● TASK BRIEF: Go through the listing below and state how many lines hold the word "background", giving only the number.

● DATA EXTRACTS:
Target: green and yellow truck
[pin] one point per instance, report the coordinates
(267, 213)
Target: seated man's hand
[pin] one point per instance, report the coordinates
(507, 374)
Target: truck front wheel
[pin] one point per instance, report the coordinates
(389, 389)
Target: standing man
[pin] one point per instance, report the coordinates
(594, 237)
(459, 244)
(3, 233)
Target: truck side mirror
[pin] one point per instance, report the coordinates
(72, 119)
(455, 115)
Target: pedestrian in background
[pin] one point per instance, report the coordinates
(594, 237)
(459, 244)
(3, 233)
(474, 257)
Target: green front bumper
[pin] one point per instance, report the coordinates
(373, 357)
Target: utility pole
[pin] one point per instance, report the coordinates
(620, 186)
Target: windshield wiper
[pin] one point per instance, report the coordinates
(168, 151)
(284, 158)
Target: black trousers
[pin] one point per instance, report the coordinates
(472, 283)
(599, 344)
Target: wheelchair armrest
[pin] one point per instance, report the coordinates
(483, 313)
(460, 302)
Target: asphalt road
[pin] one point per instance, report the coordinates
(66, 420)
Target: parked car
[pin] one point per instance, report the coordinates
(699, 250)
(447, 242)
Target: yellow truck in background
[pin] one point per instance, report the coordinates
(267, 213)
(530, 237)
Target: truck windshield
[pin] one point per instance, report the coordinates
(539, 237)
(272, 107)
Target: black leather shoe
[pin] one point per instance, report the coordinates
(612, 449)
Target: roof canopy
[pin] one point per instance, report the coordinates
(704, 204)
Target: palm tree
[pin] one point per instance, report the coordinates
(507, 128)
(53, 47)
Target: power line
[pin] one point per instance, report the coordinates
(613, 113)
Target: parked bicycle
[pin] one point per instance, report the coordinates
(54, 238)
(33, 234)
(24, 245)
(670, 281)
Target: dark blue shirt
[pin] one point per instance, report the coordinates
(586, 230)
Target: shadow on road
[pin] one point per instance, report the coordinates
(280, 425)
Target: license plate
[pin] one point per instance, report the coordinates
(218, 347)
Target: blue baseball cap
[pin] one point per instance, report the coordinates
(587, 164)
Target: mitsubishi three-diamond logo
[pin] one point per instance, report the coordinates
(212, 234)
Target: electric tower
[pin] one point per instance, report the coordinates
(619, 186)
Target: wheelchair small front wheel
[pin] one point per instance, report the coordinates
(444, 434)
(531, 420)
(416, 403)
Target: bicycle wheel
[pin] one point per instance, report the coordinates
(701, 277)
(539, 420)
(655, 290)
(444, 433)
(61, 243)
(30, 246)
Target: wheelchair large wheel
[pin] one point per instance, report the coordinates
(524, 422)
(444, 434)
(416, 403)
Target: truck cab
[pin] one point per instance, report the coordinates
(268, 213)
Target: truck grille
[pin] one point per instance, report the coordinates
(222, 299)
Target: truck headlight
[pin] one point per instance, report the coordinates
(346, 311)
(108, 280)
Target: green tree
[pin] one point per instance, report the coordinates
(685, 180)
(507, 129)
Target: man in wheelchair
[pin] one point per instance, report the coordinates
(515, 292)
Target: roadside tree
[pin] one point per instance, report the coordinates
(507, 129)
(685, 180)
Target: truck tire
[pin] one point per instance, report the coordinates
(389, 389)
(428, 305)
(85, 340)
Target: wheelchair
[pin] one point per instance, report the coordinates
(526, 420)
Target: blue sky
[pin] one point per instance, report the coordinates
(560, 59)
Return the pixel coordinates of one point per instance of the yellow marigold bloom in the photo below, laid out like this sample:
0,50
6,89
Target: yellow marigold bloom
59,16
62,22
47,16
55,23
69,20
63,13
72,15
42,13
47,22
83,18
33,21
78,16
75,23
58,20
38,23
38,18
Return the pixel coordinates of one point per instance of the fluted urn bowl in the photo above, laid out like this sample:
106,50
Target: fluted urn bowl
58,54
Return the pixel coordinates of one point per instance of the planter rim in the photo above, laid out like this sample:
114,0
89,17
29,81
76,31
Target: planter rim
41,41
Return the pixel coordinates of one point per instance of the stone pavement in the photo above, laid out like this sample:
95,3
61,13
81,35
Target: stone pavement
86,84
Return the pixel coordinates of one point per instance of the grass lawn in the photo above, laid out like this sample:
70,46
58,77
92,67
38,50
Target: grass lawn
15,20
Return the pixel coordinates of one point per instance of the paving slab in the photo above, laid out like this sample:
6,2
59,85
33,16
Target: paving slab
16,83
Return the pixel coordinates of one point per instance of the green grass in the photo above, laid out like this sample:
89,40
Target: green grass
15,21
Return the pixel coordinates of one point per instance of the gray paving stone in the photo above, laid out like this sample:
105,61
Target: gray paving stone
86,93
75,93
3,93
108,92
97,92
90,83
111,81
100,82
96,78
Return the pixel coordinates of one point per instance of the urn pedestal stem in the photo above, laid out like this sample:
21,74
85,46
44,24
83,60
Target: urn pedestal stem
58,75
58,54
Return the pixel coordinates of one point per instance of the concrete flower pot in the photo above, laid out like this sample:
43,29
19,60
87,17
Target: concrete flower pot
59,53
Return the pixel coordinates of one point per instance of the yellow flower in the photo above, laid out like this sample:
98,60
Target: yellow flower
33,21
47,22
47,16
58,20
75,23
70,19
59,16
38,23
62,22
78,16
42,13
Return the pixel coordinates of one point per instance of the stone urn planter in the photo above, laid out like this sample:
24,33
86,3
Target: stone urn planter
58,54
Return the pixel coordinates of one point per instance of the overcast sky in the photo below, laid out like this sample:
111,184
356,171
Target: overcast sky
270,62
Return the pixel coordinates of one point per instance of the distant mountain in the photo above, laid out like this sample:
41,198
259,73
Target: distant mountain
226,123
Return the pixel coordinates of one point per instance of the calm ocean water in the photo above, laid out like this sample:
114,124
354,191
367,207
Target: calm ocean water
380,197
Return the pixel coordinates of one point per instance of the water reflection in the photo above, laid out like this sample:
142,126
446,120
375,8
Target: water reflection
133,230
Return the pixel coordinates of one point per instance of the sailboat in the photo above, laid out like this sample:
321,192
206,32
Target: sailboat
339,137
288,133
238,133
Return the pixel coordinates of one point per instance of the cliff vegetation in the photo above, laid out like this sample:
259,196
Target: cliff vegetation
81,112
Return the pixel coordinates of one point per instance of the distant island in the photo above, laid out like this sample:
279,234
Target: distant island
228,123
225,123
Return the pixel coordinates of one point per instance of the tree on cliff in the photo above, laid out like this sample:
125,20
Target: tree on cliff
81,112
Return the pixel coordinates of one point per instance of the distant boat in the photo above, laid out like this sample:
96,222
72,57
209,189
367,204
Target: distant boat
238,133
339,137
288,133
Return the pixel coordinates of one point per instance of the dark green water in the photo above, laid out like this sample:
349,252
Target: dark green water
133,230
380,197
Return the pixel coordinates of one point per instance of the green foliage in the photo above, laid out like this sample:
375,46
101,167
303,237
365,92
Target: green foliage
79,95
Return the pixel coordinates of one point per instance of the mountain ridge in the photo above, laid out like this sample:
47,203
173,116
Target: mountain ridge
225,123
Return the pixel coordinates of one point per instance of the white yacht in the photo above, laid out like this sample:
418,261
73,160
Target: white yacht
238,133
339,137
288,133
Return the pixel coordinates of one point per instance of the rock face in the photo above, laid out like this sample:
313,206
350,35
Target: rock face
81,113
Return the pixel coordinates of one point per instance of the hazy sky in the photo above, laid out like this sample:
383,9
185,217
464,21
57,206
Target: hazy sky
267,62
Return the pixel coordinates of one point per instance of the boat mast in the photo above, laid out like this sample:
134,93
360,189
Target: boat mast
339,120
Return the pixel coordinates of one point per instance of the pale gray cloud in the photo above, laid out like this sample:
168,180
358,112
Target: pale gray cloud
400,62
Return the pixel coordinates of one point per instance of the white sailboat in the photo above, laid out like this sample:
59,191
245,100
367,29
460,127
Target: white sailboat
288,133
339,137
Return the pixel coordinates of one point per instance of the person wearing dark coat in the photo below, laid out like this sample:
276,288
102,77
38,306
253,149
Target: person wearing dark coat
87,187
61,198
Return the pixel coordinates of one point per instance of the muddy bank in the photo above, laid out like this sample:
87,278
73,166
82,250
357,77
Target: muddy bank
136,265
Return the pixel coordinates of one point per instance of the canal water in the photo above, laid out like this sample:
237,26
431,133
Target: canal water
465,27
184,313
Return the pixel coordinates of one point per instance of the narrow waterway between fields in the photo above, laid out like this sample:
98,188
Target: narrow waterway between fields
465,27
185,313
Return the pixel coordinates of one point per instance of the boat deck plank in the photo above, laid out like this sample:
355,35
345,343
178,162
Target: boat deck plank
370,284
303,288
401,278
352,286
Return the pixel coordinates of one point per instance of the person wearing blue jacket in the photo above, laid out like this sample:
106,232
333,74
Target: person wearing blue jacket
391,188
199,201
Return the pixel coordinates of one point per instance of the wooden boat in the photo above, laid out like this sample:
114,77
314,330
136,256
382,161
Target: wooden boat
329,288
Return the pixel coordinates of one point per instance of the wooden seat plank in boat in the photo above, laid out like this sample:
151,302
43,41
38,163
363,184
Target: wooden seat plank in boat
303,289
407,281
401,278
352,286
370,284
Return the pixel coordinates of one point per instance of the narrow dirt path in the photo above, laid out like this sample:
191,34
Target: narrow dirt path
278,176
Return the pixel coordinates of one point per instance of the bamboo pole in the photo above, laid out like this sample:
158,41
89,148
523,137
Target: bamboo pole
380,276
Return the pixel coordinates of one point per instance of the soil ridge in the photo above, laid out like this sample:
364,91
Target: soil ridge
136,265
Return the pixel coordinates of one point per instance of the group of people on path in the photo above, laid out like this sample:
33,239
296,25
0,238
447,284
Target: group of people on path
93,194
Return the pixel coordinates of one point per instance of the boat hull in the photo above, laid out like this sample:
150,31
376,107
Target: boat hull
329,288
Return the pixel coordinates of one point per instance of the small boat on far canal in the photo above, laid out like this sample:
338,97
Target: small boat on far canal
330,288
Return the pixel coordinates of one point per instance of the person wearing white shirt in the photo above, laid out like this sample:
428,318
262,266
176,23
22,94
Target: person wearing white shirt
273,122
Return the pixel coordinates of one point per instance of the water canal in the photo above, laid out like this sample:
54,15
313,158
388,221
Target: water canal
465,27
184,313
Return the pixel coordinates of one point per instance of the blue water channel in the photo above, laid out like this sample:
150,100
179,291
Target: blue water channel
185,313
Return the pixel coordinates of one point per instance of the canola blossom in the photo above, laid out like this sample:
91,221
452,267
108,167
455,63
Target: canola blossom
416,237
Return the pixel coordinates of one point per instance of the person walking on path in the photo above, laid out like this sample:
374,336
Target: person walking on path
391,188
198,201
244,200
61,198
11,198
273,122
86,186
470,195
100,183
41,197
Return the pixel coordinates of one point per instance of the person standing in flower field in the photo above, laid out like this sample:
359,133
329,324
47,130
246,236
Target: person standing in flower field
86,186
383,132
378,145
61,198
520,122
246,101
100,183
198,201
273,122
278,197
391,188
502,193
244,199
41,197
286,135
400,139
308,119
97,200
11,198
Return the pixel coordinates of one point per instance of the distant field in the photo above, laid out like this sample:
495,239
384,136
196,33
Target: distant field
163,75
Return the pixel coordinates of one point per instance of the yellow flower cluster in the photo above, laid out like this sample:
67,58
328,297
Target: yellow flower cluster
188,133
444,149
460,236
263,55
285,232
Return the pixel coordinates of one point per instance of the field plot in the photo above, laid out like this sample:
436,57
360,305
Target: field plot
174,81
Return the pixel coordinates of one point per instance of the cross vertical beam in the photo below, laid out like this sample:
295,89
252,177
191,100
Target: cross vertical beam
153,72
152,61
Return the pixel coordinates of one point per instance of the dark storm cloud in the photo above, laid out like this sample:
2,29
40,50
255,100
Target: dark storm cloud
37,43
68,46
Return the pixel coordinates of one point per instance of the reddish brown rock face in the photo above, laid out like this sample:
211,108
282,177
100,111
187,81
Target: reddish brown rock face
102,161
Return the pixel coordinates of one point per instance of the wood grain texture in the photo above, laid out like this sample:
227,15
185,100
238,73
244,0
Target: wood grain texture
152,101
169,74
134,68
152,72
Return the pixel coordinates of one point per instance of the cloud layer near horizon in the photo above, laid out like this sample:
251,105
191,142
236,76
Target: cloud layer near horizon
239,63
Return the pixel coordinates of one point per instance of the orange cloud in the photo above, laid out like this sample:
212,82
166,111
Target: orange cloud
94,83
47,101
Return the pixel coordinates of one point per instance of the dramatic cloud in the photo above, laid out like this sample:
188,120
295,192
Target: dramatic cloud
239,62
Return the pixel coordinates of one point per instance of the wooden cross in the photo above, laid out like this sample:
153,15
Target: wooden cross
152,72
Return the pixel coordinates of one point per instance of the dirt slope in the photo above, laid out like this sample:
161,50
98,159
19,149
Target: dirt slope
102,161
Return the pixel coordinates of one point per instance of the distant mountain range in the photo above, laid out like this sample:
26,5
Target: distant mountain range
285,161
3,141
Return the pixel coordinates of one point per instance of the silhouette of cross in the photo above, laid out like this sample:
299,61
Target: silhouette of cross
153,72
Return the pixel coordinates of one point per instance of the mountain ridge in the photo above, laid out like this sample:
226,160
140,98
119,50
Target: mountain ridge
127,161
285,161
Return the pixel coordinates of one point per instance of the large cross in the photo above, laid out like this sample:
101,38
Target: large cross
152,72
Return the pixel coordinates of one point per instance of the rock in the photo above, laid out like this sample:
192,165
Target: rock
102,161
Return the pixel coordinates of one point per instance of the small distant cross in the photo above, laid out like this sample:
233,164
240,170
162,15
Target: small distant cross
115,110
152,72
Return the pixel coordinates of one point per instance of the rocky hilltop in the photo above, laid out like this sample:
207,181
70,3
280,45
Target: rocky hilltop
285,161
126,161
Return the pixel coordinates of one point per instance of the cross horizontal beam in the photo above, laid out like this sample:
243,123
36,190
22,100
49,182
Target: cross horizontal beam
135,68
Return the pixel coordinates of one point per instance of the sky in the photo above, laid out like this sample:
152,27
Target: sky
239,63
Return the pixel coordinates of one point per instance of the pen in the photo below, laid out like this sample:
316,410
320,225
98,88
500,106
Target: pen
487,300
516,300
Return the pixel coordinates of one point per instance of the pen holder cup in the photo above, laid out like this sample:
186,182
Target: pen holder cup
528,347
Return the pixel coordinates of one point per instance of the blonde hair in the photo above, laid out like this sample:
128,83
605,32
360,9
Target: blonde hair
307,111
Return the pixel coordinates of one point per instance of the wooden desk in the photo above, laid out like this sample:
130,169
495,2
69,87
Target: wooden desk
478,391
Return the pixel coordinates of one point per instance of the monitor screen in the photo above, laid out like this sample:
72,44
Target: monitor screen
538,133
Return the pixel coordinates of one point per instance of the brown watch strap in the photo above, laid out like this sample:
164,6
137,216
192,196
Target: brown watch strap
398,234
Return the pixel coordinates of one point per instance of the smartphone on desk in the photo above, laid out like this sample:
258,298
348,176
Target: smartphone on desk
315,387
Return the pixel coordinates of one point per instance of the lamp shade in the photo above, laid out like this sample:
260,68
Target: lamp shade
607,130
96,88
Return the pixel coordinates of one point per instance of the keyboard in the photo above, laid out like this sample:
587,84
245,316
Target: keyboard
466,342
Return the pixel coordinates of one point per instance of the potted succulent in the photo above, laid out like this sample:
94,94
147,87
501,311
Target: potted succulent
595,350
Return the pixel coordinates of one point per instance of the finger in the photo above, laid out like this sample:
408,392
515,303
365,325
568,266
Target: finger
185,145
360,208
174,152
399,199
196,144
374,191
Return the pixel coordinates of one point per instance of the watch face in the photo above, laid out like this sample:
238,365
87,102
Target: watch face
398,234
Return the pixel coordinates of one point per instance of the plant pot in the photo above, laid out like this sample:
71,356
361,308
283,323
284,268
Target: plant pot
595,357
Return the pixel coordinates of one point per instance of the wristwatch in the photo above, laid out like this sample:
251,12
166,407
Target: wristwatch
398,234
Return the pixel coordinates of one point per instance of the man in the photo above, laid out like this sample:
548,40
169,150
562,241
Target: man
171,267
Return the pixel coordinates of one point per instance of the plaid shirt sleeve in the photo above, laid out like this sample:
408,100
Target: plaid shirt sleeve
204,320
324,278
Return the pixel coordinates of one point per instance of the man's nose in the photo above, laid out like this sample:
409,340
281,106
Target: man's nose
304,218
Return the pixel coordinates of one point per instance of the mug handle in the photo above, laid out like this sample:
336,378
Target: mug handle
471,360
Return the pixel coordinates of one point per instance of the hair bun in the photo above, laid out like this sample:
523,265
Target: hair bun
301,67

● RESULT FOR THIS EXERCISE: 2